[[ RECORDS PROVIDED, beginning ]]

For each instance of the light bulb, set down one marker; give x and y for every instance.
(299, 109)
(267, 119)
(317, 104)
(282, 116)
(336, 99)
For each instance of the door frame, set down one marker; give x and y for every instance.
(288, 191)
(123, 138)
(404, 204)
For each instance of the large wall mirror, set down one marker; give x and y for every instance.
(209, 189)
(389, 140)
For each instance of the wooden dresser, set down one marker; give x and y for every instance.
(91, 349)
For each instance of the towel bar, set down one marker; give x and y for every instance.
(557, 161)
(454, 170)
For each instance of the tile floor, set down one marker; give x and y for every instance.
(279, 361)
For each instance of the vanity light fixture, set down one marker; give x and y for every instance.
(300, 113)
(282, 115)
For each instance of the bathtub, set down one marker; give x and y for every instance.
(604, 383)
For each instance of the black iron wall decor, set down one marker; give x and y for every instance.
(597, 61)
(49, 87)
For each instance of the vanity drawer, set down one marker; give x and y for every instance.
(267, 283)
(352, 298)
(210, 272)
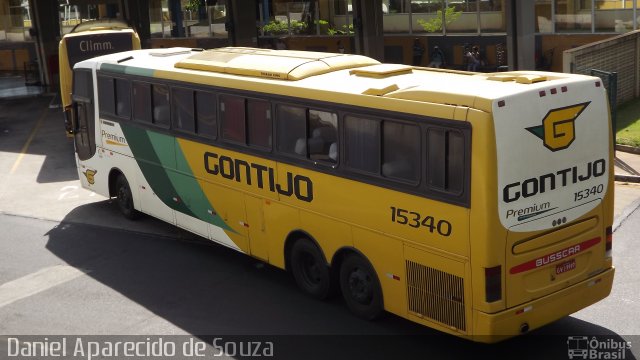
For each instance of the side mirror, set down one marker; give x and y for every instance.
(73, 118)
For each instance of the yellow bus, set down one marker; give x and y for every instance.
(86, 40)
(480, 205)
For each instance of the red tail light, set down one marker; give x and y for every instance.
(493, 283)
(609, 242)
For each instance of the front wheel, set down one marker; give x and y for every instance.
(310, 270)
(360, 287)
(124, 198)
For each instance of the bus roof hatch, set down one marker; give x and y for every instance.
(272, 64)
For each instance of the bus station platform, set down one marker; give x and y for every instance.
(39, 178)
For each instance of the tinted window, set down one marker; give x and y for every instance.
(106, 95)
(445, 160)
(232, 118)
(160, 99)
(123, 98)
(362, 144)
(206, 114)
(291, 130)
(142, 102)
(323, 136)
(401, 151)
(82, 84)
(259, 123)
(183, 108)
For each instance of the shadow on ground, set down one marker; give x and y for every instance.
(209, 290)
(18, 119)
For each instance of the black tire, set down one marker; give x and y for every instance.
(310, 270)
(124, 198)
(361, 288)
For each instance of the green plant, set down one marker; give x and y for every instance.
(346, 30)
(277, 27)
(435, 24)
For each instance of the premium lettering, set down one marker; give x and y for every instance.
(241, 171)
(551, 181)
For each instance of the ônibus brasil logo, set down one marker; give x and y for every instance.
(558, 127)
(583, 347)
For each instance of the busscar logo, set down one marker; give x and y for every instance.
(558, 127)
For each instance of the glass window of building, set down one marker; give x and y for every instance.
(613, 16)
(544, 20)
(573, 15)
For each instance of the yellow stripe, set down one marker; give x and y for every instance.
(24, 149)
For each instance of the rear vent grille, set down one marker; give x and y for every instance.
(436, 295)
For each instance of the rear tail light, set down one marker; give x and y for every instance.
(609, 242)
(493, 283)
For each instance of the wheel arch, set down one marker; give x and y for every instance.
(294, 236)
(341, 254)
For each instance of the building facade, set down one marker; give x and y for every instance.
(518, 34)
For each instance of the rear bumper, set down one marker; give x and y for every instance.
(499, 326)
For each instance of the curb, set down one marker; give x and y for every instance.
(628, 178)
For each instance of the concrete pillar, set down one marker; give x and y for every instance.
(47, 37)
(241, 25)
(520, 34)
(367, 23)
(175, 8)
(136, 13)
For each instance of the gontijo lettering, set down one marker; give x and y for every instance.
(299, 186)
(550, 181)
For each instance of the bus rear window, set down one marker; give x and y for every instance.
(445, 160)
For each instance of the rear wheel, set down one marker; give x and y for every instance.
(124, 198)
(360, 287)
(310, 269)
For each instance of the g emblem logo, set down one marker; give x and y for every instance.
(558, 127)
(89, 174)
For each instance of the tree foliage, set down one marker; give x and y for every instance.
(435, 24)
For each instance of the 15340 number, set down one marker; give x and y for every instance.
(416, 220)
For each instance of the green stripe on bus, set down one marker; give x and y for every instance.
(129, 70)
(180, 191)
(189, 188)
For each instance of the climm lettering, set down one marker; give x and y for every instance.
(243, 172)
(89, 45)
(551, 181)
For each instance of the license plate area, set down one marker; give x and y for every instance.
(565, 266)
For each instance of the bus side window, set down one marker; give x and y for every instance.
(445, 160)
(259, 123)
(106, 95)
(401, 151)
(123, 98)
(206, 124)
(160, 100)
(183, 109)
(323, 131)
(232, 117)
(291, 130)
(142, 102)
(362, 144)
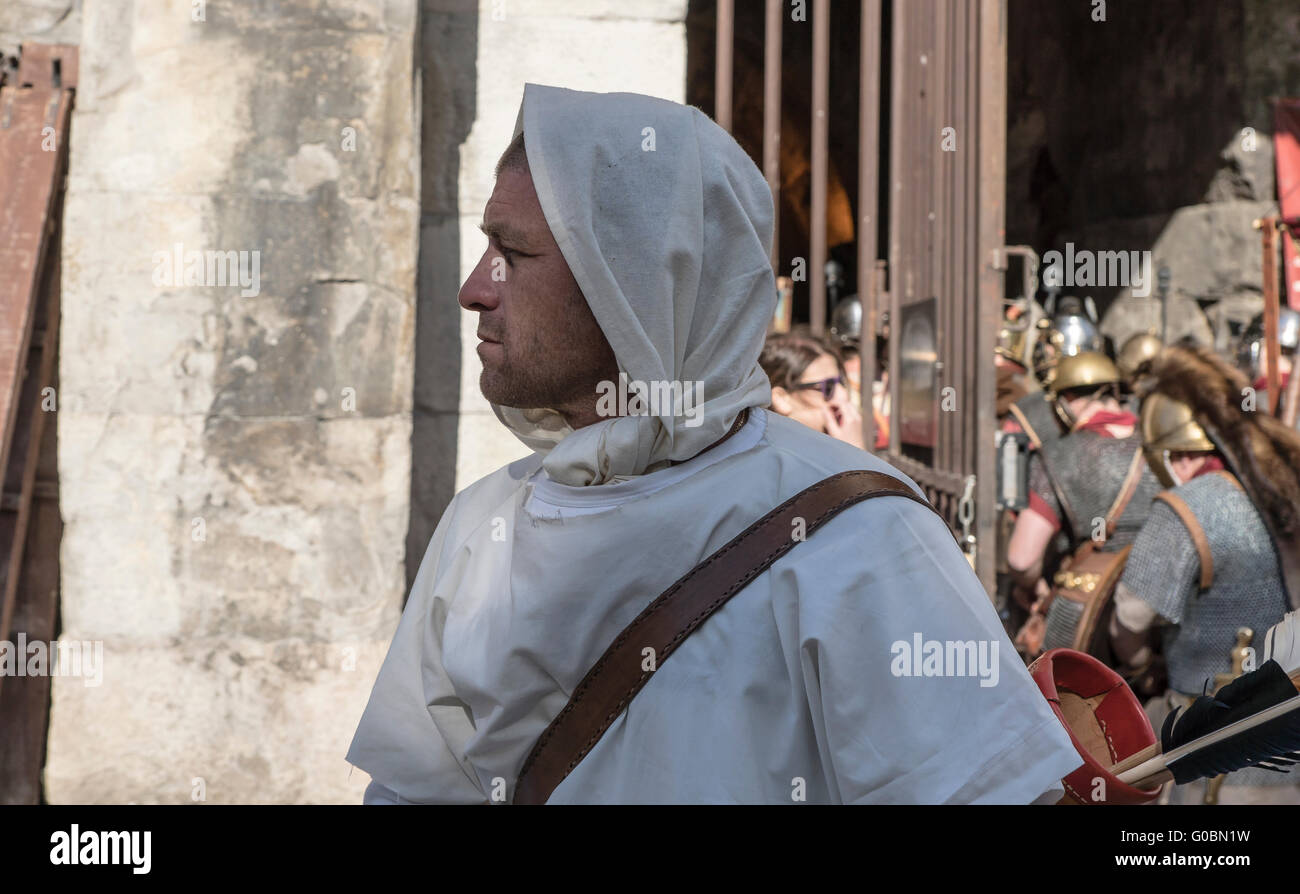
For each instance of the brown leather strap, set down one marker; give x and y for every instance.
(618, 676)
(1126, 493)
(1194, 528)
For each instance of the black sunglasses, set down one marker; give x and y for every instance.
(826, 386)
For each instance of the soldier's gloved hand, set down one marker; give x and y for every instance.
(1282, 642)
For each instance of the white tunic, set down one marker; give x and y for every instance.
(792, 690)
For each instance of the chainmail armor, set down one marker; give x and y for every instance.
(1091, 468)
(1164, 569)
(1039, 413)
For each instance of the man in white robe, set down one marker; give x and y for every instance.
(628, 242)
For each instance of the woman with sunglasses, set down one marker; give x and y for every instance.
(809, 385)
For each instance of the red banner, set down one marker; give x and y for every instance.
(1286, 143)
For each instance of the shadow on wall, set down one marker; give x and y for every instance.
(447, 61)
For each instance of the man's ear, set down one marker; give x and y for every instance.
(781, 400)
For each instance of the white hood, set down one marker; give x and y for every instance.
(667, 225)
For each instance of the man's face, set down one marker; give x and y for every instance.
(540, 344)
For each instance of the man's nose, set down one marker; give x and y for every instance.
(477, 293)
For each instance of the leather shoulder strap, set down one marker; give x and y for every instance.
(1194, 528)
(1069, 521)
(1126, 493)
(618, 676)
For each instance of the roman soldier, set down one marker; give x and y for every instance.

[[ RECORDS PROVIDED, end ]]

_ACTIVITY:_ Repeat every record above exactly. The pictures do not belong in the copy.

_WRITTEN ANSWER:_
For each instance of the light bulb, set down one marker; give x and y for every instance.
(299, 109)
(267, 119)
(317, 104)
(282, 116)
(336, 99)
For each instance of the door frame, set down one marker; give x and y for every instance.
(288, 191)
(123, 138)
(404, 204)
For each instance of the large wall mirror, set down one marker; give x and y for every instance.
(209, 189)
(389, 140)
For each instance of the wooden dresser, set down one marker; give x and y for every instance.
(91, 349)
For each instance of the towel bar, set down one marker; give x and y for every instance.
(557, 161)
(454, 170)
For each instance of the tile floor, set down one marker; give x and y for every instance.
(279, 361)
For each instance of the vanity light fixture, set down one marker; give x and y for every instance.
(300, 113)
(282, 115)
For each instance of the bathtub, set down one marker; give x and y for every instance.
(604, 383)
For each instance of the black iron wall decor, set down one marker; give x and y for every instance.
(597, 61)
(49, 87)
For each instance of the vanity drawer, set down one marker; give x and y for every instance.
(267, 283)
(352, 298)
(210, 272)
For each instance of the side mirror, set down one marker; give x and y for every instance.
(73, 118)
For each instance of the yellow bus, set down one marker; give x and y for every instance.
(86, 40)
(480, 205)
For each instance of the red tail light, set down one marker; give x and y for every instance.
(493, 283)
(609, 242)
For each instance of the front wheel, set down one marker; give x and y for every instance.
(310, 270)
(360, 287)
(124, 198)
For each instance of the bus roof hatch, set down one marker; give x and y for every instance.
(272, 64)
For each instance of the bus station platform, set down one marker; give x and y for every instance.
(39, 178)
For each instance of the tinted window, set down one marker; give x and y for every instance.
(106, 95)
(445, 160)
(232, 118)
(160, 99)
(123, 98)
(362, 144)
(206, 114)
(291, 130)
(142, 102)
(323, 136)
(401, 151)
(82, 84)
(259, 123)
(183, 108)
For each instance of the shadow on ground, set down one marker; give x and y for every instance.
(209, 290)
(18, 119)
For each instance of the black tire, set down one marker; give x and y for every instance.
(310, 270)
(124, 198)
(361, 288)
For each instance of the green plant, set down one marker; give x and y for every instance.
(346, 30)
(277, 27)
(435, 24)
For each instance of the premium lettering, set down one marker; give x and y for every instance.
(241, 171)
(551, 181)
For each instance of the ônibus brasil logo, set down one marker; give x and y for every instance.
(558, 127)
(583, 347)
For each instance of the busscar logo, set down one marker; give x and y for every instance.
(558, 127)
For each instance of the glass window of building, set down one marker; give x and y for every instance.
(613, 16)
(544, 20)
(573, 15)
For each instance of the yellow stripe, set down one marker; give x and y for every instance.
(24, 149)
For each instance of the rear vent grille, set down one marker; give x and y for every instance.
(436, 295)
For each instance of the rear tail light, set down one marker; give x and y for every instance.
(609, 242)
(493, 283)
For each instance of the wheel arch, set down one marker; give x and y for every instance.
(294, 236)
(341, 254)
For each instance of the building facade, set down one marker; give x and y for every instance.
(518, 34)
For each instance of the rear bumper, set down one marker; give x and y for every instance.
(499, 326)
For each instance of the curb, set down one marker; give x and y for every instance.
(628, 178)
For each instance of the concrete pillar, set down one marker; give x and y for every instance.
(47, 37)
(241, 25)
(520, 34)
(367, 23)
(175, 8)
(136, 13)
For each instance of the gontijo lettering, set down one marker; give x and y for every instance.
(299, 186)
(550, 181)
For each instance of the bus rear window, set down one marker; give x and y for every instance.
(445, 160)
For each instance of the rear wheel, set down one marker; give x and y for every instance.
(124, 198)
(360, 287)
(310, 269)
For each instance of the g emblem logo, set down one marker; give x and y for every instance.
(558, 127)
(89, 174)
For each instance of the tree foliage, set down one marker; give x and y for every instance.
(435, 24)
For each instance of the 15340 number, set down one marker; give x and y for every instance.
(416, 220)
For each instance of the green stripe on bus, set down one marker; give x and y for every instance.
(129, 70)
(180, 191)
(189, 188)
For each instance of the climm lettering, set down one marker; give x and y for every instance.
(243, 172)
(89, 45)
(551, 181)
For each instance of the license plate area, set down one marker; give x and y for every instance.
(565, 266)
For each instance of the bus side window, set down one marker; give x and y for every instance.
(445, 160)
(259, 123)
(106, 95)
(401, 151)
(123, 98)
(206, 124)
(160, 100)
(183, 109)
(323, 131)
(232, 117)
(291, 130)
(142, 102)
(362, 144)
For each instance of the brown leather strap, set down one marker; give x and y for every instance.
(618, 676)
(1126, 493)
(1194, 528)
For each instance of the black sunglasses, set down one marker; give x and y for every instance.
(826, 386)
For each instance of the soldier's gloved hand, set down one marker; give x and y for every instance.
(1282, 642)
For each instance of the white tunic, set down one marker; give x and y for every instance.
(792, 690)
For each instance of the chainmail armor, set down one marker; give x and y for every instance.
(1091, 468)
(1164, 569)
(1039, 413)
For each instance of the man in white robe, set down one marker; give x and y for every instance.
(628, 242)
For each instance of the woman with sunglasses, set down one marker; give x and y for every instance.
(809, 385)
For each instance of the red banner, set down one marker; give x and y for every instance.
(1286, 143)
For each instance of the shadow on wall, set down one marker; give x and y for every instance.
(447, 61)
For each instance of the man's ear, set down one marker; give x and y for every instance.
(781, 400)
For each instance of the white hood, set down one marker; give x and y for every instance.
(667, 225)
For each instance of the man's face, set down one marker; give x and y for every instance.
(540, 344)
For each instance of the man's nose, set down one marker; give x and y for every instance.
(477, 293)
For each instance of the leather shoulder strap, set down one marker; give x and y for every instance.
(1194, 528)
(1069, 521)
(1126, 493)
(618, 676)
For each instance of the roman soldier, set down one marker; give x and y for every instance.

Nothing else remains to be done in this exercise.